From the entries below, copy out all lines holding "hull".

[[ Entries shown open ]]

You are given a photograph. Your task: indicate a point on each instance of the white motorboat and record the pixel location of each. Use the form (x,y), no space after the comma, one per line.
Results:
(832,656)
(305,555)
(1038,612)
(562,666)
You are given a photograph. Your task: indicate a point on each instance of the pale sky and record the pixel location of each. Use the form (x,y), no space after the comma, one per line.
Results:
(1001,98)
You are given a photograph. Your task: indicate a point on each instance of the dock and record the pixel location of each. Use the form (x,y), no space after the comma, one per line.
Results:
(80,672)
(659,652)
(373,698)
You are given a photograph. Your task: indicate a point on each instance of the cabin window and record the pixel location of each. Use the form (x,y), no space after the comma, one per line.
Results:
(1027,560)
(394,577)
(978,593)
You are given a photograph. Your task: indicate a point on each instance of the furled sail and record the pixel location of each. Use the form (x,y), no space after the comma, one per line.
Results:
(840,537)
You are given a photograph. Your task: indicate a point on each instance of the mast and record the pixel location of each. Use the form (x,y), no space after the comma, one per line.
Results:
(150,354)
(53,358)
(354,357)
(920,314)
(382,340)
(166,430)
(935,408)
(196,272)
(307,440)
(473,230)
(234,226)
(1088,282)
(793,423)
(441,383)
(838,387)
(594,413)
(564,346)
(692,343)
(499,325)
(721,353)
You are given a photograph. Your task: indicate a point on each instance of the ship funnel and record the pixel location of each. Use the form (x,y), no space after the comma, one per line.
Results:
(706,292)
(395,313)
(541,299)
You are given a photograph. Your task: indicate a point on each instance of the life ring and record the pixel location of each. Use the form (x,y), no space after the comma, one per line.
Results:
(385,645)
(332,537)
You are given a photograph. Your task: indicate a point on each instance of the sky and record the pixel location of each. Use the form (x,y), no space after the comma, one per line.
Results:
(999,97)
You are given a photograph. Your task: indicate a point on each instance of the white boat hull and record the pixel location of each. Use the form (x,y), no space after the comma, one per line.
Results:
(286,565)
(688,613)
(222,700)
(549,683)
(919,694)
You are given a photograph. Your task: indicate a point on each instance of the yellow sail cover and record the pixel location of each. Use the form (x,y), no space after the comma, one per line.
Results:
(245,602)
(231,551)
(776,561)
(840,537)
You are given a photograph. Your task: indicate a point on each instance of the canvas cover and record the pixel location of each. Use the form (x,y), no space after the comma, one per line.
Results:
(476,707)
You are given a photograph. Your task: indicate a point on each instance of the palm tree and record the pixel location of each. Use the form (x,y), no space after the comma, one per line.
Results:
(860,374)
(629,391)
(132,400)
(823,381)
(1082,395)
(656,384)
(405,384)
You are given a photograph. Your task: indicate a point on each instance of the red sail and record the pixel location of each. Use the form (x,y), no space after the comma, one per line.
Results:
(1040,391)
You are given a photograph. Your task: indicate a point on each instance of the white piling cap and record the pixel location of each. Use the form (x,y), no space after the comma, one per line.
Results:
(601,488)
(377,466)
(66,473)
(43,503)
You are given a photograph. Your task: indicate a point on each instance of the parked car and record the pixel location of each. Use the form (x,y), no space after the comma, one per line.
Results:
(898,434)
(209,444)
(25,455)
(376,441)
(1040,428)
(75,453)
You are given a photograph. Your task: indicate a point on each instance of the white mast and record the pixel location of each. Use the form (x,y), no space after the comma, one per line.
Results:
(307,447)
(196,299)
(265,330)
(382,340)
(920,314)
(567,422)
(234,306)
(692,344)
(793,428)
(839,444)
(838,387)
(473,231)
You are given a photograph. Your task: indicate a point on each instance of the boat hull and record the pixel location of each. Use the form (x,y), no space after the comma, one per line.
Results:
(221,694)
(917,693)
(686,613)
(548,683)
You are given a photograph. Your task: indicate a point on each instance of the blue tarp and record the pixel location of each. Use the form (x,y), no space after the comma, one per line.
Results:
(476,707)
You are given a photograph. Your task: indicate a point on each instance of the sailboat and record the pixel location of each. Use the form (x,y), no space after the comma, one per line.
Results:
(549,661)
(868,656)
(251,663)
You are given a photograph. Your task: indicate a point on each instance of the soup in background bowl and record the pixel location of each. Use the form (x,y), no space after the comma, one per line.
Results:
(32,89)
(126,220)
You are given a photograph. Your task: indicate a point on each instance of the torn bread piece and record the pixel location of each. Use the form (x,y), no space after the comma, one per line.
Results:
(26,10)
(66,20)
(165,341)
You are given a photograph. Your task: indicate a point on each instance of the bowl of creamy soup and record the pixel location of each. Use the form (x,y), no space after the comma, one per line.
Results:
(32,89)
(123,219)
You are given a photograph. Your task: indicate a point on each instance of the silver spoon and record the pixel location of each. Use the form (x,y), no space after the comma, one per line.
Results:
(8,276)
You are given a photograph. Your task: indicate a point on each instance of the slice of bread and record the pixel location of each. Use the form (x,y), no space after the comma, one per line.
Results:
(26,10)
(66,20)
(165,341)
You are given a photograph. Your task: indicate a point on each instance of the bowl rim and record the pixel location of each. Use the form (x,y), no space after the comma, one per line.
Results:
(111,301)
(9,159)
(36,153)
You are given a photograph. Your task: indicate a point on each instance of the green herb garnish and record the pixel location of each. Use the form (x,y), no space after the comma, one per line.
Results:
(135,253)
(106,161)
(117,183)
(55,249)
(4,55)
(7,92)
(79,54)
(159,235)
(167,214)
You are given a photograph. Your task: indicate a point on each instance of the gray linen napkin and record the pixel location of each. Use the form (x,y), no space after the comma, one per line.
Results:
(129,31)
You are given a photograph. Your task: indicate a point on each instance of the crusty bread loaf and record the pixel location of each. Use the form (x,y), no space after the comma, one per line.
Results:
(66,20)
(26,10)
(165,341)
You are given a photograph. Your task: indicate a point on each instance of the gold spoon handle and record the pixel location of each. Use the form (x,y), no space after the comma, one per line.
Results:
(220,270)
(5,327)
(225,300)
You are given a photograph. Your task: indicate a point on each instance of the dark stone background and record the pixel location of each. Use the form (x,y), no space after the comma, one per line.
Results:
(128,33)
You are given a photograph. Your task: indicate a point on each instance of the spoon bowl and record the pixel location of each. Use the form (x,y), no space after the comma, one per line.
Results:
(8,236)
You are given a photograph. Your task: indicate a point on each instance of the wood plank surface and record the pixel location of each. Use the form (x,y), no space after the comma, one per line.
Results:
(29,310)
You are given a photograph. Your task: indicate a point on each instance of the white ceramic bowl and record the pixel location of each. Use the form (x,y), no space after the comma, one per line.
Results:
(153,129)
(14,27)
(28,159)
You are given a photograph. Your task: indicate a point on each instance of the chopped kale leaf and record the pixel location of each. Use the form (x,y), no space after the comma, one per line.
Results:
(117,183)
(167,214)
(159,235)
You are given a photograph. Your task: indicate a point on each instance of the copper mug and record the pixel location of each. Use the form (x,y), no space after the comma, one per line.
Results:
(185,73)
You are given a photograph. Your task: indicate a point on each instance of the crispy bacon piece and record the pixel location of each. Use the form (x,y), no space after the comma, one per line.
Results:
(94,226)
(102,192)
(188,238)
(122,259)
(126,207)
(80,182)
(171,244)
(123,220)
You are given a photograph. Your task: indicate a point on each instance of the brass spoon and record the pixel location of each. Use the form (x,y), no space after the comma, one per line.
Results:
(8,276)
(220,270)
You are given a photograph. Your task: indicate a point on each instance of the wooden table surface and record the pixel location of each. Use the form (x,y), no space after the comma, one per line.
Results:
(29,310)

[[ Entries shown closed ]]

**Exercise answer**
You are given a photograph. Your task: indicate a point on each instance of the white boat hull and record the pixel location of each. Use the form (x,y), no space after the comma, one per line.
You are given a photograph. Your task: indicate a point on each instance of the boat hull and record the pixel location of each. Use the form (x,y), no space after the comma, one per line.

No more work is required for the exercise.